:: Records supplied ::
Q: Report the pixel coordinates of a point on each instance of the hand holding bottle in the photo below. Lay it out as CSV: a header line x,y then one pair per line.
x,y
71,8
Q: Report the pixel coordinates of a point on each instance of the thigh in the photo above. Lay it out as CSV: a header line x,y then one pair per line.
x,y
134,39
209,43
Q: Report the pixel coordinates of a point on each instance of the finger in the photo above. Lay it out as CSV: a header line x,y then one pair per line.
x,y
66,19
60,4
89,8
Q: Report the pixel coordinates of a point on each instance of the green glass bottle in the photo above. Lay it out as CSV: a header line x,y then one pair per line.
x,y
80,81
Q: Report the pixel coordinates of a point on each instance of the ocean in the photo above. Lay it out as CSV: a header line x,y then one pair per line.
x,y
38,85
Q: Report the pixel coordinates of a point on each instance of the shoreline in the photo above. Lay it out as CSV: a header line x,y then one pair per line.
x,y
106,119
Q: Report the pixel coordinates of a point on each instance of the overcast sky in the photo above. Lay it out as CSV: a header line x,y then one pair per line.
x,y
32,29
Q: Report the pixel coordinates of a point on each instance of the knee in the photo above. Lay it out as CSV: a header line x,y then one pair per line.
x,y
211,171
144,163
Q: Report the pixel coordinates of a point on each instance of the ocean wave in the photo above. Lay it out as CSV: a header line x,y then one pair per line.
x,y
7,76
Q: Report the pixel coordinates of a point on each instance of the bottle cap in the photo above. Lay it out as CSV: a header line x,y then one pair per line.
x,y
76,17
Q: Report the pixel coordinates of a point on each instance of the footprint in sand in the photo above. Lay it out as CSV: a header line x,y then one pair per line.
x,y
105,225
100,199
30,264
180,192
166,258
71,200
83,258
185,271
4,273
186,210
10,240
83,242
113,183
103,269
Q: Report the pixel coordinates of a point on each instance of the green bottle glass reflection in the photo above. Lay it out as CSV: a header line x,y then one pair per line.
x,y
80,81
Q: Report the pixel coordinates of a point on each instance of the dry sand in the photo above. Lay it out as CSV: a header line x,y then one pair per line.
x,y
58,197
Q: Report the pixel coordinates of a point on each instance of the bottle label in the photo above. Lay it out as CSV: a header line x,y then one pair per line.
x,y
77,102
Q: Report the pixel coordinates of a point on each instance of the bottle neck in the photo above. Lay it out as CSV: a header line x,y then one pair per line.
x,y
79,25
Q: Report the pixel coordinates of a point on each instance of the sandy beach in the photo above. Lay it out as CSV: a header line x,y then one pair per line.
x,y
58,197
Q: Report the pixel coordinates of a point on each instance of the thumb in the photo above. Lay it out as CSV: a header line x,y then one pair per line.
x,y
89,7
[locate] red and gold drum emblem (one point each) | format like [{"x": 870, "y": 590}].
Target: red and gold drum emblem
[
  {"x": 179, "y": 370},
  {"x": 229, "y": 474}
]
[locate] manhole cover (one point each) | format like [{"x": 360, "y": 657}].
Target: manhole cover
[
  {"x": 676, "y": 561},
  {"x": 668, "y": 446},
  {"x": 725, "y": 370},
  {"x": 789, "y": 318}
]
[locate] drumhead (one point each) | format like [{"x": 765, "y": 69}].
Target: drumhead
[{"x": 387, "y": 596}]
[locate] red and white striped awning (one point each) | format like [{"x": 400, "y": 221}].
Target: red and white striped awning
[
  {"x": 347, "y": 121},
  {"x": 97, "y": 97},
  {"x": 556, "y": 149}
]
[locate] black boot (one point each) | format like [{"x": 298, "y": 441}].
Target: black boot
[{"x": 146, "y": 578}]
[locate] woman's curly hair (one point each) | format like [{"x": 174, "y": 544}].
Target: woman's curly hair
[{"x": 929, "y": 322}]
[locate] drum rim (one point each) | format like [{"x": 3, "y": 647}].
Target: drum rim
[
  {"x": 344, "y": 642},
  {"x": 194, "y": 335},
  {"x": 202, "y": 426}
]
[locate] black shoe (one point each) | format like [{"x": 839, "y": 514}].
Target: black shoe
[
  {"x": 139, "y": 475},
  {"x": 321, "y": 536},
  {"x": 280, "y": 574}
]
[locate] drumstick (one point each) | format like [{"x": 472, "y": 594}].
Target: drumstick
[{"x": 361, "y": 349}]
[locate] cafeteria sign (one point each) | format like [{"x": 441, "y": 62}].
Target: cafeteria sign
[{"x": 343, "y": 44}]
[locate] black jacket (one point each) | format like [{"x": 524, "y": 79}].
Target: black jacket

:: Activity ::
From the line with "[locate] black boot" to the last line of the material, give every line again exactly, and only those lines.

:: Solution to this task ::
[locate] black boot (one point each) | format like [{"x": 298, "y": 441}].
Target: black boot
[{"x": 146, "y": 578}]
[locate] woman's curly hair (one point each) | format like [{"x": 174, "y": 544}].
Target: woman's curly hair
[{"x": 929, "y": 322}]
[locate] drum rim (one point each) | format like [{"x": 3, "y": 647}].
Target: drum rim
[
  {"x": 344, "y": 642},
  {"x": 194, "y": 335},
  {"x": 202, "y": 426}
]
[locate] black shoe (one point each) | format like [{"x": 839, "y": 514}].
Target: black shoe
[
  {"x": 139, "y": 475},
  {"x": 321, "y": 536},
  {"x": 280, "y": 574}
]
[locate] drumstick (one point each) | format like [{"x": 472, "y": 594}].
Target: drumstick
[{"x": 361, "y": 349}]
[locate] cafeteria sign (one point each) | format like [{"x": 441, "y": 62}].
Target: cafeteria sign
[{"x": 343, "y": 44}]
[locate] black jacket (one point each) | format like [{"x": 524, "y": 79}].
Target: black jacket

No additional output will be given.